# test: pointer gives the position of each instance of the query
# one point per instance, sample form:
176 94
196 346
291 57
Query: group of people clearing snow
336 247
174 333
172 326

####################

> [Written exercise]: Pull every line of the listing above and reproduce each one without changes.

> [Problem solution]:
# test: pointer gives the position of each instance of the query
# one point per instance, sample form:
176 94
196 346
291 57
Query: group of people clearing snow
336 247
174 333
172 326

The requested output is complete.